**Consigne de travail**
Poursuivez le témoignage sur le mariage juif, placé ci-dessous, à partir de sa dernière phrase.

**Extrait du document**

Réflexions autour du mariage : Le mariage juif, à quoi ça sert ? Témoignage de Aharon B, Jérusalem.

Soixante-quatre ans et vingt-sept années de mariage concluent par un divorce. Trois enfants adultes adorables. A la veille de la grande-paternité. Il serait légitime de se questionner sur ma quête tardive d’une nouvelle aventure matrimoniale, non ? La question, je me la suis posée.

Pour ceux qui auront la curiosité de lire la suite, sachez que mes mots ne sont pas ceux d’un Rabbin traditionaliste ou branché, ni ceux d’un psychologue réputé et médiatisé, ni même ceux d’un coach amateur Youtubeur du dimanche, cet écrit constitue un témoignage, porté par quelques années d’expérience, d’études et de réflexions, d’écoutes et d’observations.

Alors bien entendu, tout ce qu j’écris ici est sujet à caution, Nulle vérité énoncée, la seule ambition de ce texte, le partage de quelques pensées qui peut-être en susciteront d’autres bien plus précieuses, les votre.

[Données enregistrées]
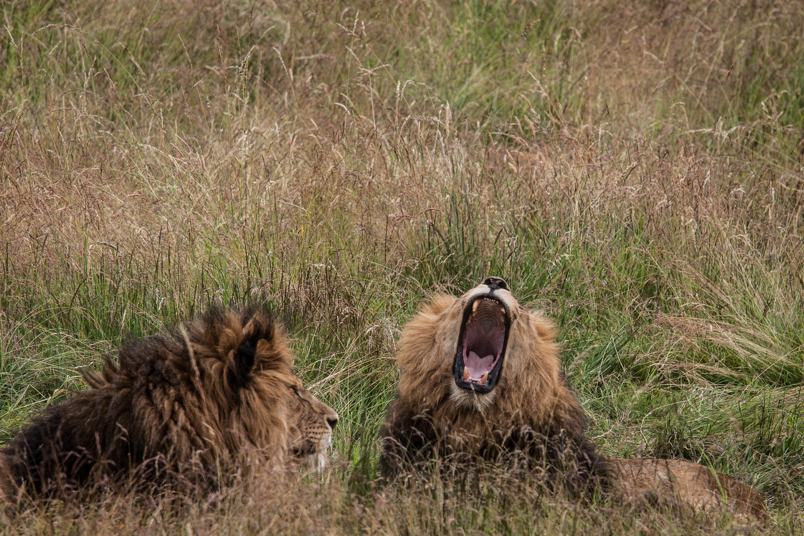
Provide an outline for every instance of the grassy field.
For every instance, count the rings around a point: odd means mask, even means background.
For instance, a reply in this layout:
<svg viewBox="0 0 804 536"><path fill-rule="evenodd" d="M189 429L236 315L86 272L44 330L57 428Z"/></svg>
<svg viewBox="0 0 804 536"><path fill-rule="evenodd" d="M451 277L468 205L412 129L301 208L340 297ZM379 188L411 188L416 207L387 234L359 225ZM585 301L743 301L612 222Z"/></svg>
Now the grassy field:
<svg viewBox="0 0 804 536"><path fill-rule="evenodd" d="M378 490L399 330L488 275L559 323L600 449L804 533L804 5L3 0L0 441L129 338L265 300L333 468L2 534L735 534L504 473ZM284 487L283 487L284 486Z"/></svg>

* * *

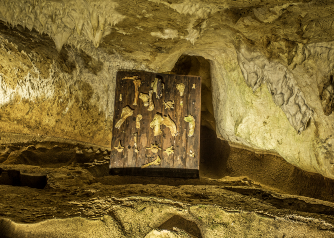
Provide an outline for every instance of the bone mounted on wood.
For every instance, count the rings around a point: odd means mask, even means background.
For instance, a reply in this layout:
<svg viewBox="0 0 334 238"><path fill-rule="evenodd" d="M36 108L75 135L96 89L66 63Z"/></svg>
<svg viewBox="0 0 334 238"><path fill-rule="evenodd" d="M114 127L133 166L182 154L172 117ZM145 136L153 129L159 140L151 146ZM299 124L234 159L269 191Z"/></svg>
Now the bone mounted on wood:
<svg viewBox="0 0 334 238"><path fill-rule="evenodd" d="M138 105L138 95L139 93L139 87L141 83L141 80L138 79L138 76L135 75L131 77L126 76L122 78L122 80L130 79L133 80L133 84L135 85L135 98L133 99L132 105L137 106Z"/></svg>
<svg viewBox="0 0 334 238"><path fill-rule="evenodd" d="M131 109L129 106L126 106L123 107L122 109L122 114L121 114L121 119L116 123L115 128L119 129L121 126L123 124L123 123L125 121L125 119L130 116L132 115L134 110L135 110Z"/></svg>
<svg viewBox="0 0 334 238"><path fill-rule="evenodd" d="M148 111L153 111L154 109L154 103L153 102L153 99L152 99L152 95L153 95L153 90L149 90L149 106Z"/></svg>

**Réponse écrite**
Le monde produit de la séparation

Inutile de faire une enquête poussée pour constater que notre réalité se caractérise par les mécanismes de la séparation. La vie et ses lois l’exigent. Sur un plan biologique, psychanalytique, idéologique, politique, religieux, sportif, rien n’échappe à la règle, séparation opposition. Les nouveaux nés sont séparés de leur mère pour devenir des ados rebelles, le jour chasse la nuit, le chaud combat le froid, le blanc se grise en présence du noir, les socialistes militent contre les capitalistes et les végans haïssent les mangeurs de viande.

Dans ce Monde, les corps font la loi, ils réclament la séparation pour être identifiables, reconnaissables et nommables, c’est leur nécessité existentielle. Les unir est un acte presque contre nature.

Le lien entre les êtres passe par l’âme

Mais l’homme n’est pas qu’un corps. Pour ceux qui y croient, il est aussi porteur d’une âme, une entité venue d’ailleurs, une sorte d’extra-terrestre qui fonctionne très différemment de l’hôte qui l’accueille, on pourrait même dire de manière radicalement contraire. Les âmes, elles, réclament le lien, prétendent au contact, espèrent l’union.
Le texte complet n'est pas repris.